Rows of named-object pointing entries

—————

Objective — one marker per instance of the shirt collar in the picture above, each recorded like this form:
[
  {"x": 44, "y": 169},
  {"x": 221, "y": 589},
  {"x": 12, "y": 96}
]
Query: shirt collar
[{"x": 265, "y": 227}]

—————

— WRITTEN EXERCISE —
Reproduce every row above word for word, without any alteration.

— SOLUTION TO THE PROBLEM —
Objective — one marker per instance of the shirt collar in the picture above, each recorded like this form:
[
  {"x": 44, "y": 169},
  {"x": 221, "y": 589},
  {"x": 12, "y": 96}
]
Query: shirt collar
[{"x": 265, "y": 227}]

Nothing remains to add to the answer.